Finally, a person who benefits from such an education can look inward and at the human experience, pausing to imagine how individual and collective lives can be improved. Bernie Dunlap’s presidential seminar focused on an ancient and fundamental question: “What is the good life?” (in the sense of the ancient Greek notion of eudaimonia). Asking that question, taking the time to reflect upon it and knowing how to answer it are in many ways the culmination of what we do. Education is the process through which our descendants will continue to be able to pursue virtue, meaning and purposefulness.

BY DR. TRACY REVELS

Laura and Winston Hoy Professor of Humanities (history)

DR. TRACY REVELS

Revels and history honors thesis student Rachel Dozier ’26. Dozier is a Chinese and history double major from Hemingway, S.C.

Everything I know about being a professor, I learned from two sources: Dr. William Warren Rogers and Sherlock Holmes.

Rogers was my dissertation director at Florida State University. The consummate historian and teacher, he was a prolific researcher and writer, an entertaining and fascinating lecturer, and a wise and gentle mentor. There’s rarely a day when I don’t find myself asking, “What would Dr. Rogers do?” I know the answer is always work hard, have fun and be kind. As for Sherlock, I believe all historians are detectives at heart. We’re seeking to tell the story of events we didn’t witness. We craft narratives from primary sources, building sound arguments based on clues our predecessors left behind. There’s no greater mystery than the past, and no more necessary time for exploring it than the present. Holmes never hesitated to take risks to get to the truth. I don’t have to engage in battles of wits with evil math professors (thank goodness!), but I try to be fearless in the classroom, to approach my subject with an overabundance of enthusiasm and a willingness to be silly or passionate as the case requires, in hopes of inspiring my students.

------------------------------------------------------------

§ **Stated task**: Please copy the whole passage on education and teaching above, word for word.

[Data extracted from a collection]
------------------------------------------------------------

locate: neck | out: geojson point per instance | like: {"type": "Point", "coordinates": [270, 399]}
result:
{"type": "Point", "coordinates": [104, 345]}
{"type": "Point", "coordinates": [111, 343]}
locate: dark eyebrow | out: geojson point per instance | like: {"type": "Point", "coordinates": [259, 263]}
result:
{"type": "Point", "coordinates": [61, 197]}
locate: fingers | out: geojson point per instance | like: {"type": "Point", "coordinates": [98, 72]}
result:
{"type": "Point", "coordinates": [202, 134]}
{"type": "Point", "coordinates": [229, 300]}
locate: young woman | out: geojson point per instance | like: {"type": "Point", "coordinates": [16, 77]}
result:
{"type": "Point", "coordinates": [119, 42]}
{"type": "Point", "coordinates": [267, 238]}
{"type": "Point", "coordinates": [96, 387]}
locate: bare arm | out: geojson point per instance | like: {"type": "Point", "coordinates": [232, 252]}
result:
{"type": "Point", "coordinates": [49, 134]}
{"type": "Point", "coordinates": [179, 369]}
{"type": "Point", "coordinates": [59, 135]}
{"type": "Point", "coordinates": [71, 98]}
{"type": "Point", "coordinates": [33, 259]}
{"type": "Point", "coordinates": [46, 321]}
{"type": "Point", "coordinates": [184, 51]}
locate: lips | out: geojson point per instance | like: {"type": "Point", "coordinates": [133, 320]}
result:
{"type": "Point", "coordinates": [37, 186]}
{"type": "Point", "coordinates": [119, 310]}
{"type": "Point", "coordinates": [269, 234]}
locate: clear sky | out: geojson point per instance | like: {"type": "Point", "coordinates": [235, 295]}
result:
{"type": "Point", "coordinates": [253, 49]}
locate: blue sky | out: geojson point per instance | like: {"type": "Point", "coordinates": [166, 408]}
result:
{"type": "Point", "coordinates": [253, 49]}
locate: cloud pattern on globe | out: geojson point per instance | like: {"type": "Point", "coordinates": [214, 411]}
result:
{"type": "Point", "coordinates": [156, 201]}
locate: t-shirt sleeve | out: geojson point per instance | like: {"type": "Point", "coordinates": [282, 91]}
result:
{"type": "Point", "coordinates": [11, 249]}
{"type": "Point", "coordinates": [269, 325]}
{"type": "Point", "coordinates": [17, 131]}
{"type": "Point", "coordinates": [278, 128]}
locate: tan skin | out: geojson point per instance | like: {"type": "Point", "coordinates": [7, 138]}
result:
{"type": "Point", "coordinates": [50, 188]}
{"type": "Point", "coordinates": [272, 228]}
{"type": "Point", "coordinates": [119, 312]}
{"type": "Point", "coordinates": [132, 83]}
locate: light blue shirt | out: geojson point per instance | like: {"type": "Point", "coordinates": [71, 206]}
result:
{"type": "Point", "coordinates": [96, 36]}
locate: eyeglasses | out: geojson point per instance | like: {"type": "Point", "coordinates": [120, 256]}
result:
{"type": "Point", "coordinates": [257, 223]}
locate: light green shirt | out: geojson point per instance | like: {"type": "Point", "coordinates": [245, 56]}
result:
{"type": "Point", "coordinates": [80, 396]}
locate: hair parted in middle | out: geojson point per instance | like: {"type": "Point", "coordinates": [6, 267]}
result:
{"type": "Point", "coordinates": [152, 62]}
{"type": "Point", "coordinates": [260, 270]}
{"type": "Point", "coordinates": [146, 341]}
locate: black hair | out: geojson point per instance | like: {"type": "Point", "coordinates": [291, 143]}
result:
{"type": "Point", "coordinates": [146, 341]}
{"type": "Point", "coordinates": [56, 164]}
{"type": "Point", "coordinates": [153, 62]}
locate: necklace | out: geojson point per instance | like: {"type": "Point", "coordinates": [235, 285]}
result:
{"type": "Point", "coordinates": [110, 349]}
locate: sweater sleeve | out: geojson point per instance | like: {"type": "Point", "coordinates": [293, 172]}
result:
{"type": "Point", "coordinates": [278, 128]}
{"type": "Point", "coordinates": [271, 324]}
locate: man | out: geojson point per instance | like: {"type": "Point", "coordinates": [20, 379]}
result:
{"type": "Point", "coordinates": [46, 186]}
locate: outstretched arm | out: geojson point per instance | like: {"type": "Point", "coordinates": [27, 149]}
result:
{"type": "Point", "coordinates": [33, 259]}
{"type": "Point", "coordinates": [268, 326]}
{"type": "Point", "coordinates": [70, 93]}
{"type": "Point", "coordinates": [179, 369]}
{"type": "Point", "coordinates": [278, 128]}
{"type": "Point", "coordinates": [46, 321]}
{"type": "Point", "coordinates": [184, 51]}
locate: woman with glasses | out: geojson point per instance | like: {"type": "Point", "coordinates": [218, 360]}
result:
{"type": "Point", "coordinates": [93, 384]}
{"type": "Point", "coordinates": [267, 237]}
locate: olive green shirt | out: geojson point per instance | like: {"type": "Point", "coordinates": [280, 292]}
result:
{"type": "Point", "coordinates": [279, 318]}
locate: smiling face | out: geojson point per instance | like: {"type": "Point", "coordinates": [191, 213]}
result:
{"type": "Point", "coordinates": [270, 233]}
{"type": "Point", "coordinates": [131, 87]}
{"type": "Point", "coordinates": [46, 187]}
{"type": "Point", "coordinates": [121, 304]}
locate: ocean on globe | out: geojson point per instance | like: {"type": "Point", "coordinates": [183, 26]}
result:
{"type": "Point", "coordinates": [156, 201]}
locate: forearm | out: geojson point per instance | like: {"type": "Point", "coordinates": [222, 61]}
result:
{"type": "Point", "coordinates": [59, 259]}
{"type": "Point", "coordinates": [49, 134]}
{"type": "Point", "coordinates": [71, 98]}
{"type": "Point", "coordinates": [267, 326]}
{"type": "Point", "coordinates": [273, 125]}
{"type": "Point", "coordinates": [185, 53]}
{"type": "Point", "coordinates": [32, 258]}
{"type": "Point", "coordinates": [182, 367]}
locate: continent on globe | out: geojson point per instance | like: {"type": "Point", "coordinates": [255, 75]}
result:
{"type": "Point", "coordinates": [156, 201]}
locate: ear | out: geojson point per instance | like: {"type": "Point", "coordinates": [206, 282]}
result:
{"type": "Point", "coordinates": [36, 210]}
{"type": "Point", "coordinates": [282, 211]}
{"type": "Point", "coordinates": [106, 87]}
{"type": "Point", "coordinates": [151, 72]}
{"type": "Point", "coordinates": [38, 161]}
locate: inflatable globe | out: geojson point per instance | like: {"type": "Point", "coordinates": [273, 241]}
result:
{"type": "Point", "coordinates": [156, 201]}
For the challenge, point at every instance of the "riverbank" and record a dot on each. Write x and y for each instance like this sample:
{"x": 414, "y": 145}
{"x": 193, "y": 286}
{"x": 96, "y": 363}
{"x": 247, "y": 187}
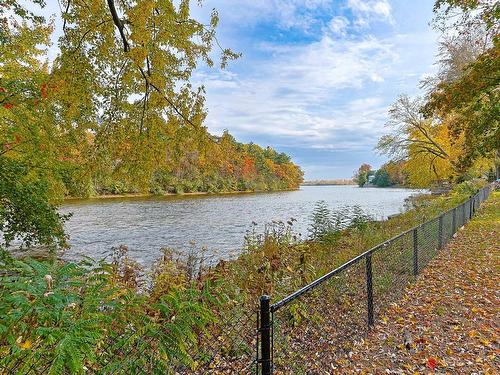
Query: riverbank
{"x": 197, "y": 193}
{"x": 447, "y": 321}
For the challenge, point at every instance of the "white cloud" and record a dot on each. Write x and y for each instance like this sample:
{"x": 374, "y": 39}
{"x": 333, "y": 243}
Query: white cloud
{"x": 367, "y": 11}
{"x": 338, "y": 25}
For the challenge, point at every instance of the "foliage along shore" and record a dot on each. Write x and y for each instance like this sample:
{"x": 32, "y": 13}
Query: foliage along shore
{"x": 53, "y": 304}
{"x": 151, "y": 195}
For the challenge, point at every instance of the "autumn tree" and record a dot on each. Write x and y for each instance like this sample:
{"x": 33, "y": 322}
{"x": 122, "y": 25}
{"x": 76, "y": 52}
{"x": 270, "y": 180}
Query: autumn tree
{"x": 362, "y": 174}
{"x": 471, "y": 92}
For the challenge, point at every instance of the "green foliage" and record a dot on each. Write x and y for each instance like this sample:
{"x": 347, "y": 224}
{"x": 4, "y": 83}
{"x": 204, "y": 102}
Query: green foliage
{"x": 382, "y": 178}
{"x": 25, "y": 211}
{"x": 58, "y": 318}
{"x": 362, "y": 174}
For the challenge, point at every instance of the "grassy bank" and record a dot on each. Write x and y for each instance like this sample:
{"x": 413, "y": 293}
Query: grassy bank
{"x": 105, "y": 317}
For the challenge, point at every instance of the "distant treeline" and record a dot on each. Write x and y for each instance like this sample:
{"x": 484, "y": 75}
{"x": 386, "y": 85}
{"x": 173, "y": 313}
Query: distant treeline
{"x": 341, "y": 181}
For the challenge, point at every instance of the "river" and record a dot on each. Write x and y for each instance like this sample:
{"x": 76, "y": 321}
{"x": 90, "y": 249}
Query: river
{"x": 215, "y": 222}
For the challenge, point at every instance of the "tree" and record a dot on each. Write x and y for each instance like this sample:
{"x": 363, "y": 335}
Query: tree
{"x": 115, "y": 92}
{"x": 471, "y": 92}
{"x": 29, "y": 164}
{"x": 362, "y": 174}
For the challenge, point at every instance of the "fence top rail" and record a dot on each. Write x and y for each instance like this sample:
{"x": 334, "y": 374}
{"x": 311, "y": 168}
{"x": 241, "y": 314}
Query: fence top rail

------------------------------------------------------------

§ **The result**:
Finally, a person who benefits from such an education can look inward and at the human experience, pausing to imagine how individual and collective lives can be improved. Bernie Dunlap’s presidential seminar focused on an ancient and fundamental question: “What is the good life?” (in the sense of the ancient Greek notion of eudaimonia). Asking that question, taking the time to reflect upon it and knowing how to answer it are in many ways the culmination of what we do. Education is the process through which our descendants will continue to be able to pursue virtue, meaning and purposefulness.

BY DR. TRACY REVELS

Laura and Winston Hoy Professor of Humanities (history)

DR. TRACY REVELS

Revels and history honors thesis student Rachel Dozier ’26. Dozier is a Chinese and history double major from Hemingway, S.C.

Everything I know about being a professor, I learned from two sources: Dr. William Warren Rogers and Sherlock Holmes.

Rogers was my dissertation director at Florida State University. The consummate historian and teacher, he was a prolific researcher and writer, an entertaining and fascinating lecturer, and a wise and gentle mentor. There’s rarely a day when I don’t find myself asking, “What would Dr. Rogers do?” I know the answer is always work hard, have fun and be kind. As for Sherlock, I believe all historians are detectives at heart. We’re seeking to tell the story of events we didn’t witness. We craft narratives from primary sources, building sound arguments based on clues our predecessors left behind. There’s no greater mystery than the past, and no more necessary time for exploring it than the present. Holmes never hesitated to take risks to get to the truth. I don’t have to engage in battles of wits with evil math professors (thank goodness!), but I try to be fearless in the classroom, to approach my subject with an overabundance of enthusiasm and a willingness to be silly or passionate as the case requires, in hopes of inspiring my students.